Aile konutu korumasının süresi nedir?
Aile konutu hukukta ne kadar korunur? Aile konutunun söz konusu davalarda koruma süresi nedir? Hukuk, aile konutu koruma süresini nasıl hesaplar? Aile konutu korumasının süresi nedir? İşte tüm bu soruların cevapları...
Aile konutu korumasının süresi nedir?
Resmi evlilik birliği içerisinde, eşlerce konutun aileye özgülenmesiyle, eşler arasındaki mal rejiminin türünden bağımsız olarak başlayan koruma, konutun aile konutu olma niteliği ortadan kalkana kadar devam edecektir. Aile konutunun TMK 194. madde kapsamında korunması, kural olarak evlilik birliğinin sona ermesine kadar devam edecek, eşlerin bu konuttan kesin olarak taşınmaları, anlaşarak konutun aile konutu olma niteliğine son vermeleri, evliliğin boşanma, iptal veya ölümle son bulması veya konutun yok olması hallerinde, bu madde kapsamında yer alan koruma imkânları da son bulacaktır. Aile konutu niteliğinin sürmesi koşuluyla evliliğin devamı süresince söz konusu olan TMK 194. madde koruması, eşlerden birinin ölümü halinde, evlilik birliği ortadan kalkacağından sona erecek, ancak sağ kalan eşin aile konutu üzerindeki hak sahipliği, TMK’nın mal rejimleri ve miras hukuku hükümlerine göre korunmaya devam edecektir.

## Veri bölümü:

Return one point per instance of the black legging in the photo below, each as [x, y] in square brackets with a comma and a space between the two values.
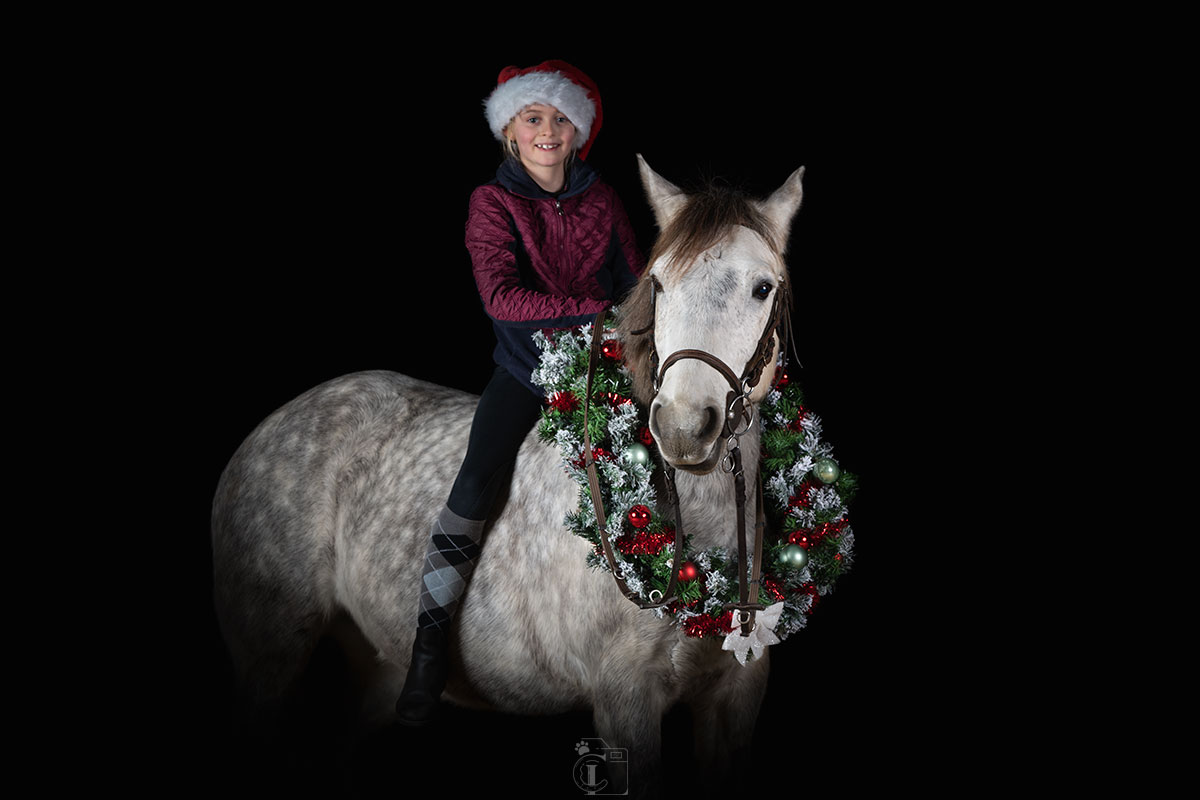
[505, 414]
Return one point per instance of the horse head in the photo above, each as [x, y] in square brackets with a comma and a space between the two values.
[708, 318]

## Görev ayrıntıları:
Aile konutu korumasının süresini anlatan metni kaldığı yerden sürdürün. Liste, metinden bağımsız ayrı bir malzemedir.

## Görevin sonucu:
Bu kapsamda; TMK 240. madde ile edinilmiş mallara katılma rejiminde, TMK 254 ve 255. maddeler ile paylaşmalı mal ayrılığı rejiminde, TMK 279. madde ile mal ortaklığı rejiminde ve TMK 652. madde ile de eşler arasındaki mal rejimi ne olursa olsun mirasçılık sıfatına dayalı olarak mirasın paylaşımında, ölüm halinde sağ kalan eşin aile konutu üzerindeki talep haklarına ilişkin düzenlemelerin yapılmış olduğunu belirtmek gerekmektedir. Bu maddelere göre; sağ kalan eş, ölen eşine ait olup da birlikte yaşadıkları konut üzerinde, edinilmiş mallara katılma rejiminde katılma alacağına, paylaşmalı mal ayrılığı rejiminde miras ve paylaşmadan doğan hakkına, mal ortaklığı rejiminde ortaklık payına ve mirasın paylaşımında ise miras payına mahsup edilmek suretiyle, aile konutu üzerinde kendisine mülkiyet, intifa veya oturma hakkı tanınmasını talep edebilecektir.
Dolayısıyla, konutun eşlerin ortak iradesi ile aile konutu olarak özgülenmesi suretiyle başlayan aile konutuna ilişkin koruma, evliliğin ölüm, boşanma veya iptal kararıyla neticelenmesi akabinde (TMK 194. madde anlamında) sona ermektedir. Ancak gerek mal rejiminin tasfiyesi aşamasında gerekse mirasın paylaşılmasında sağ kalan eşe ayni hak tanınması imkânı sağlanmış, böylece aile konutu, sağ kalan eşin eski yaşantısını devam ettirebilmesi amacıyla ayakta tutulmuştur.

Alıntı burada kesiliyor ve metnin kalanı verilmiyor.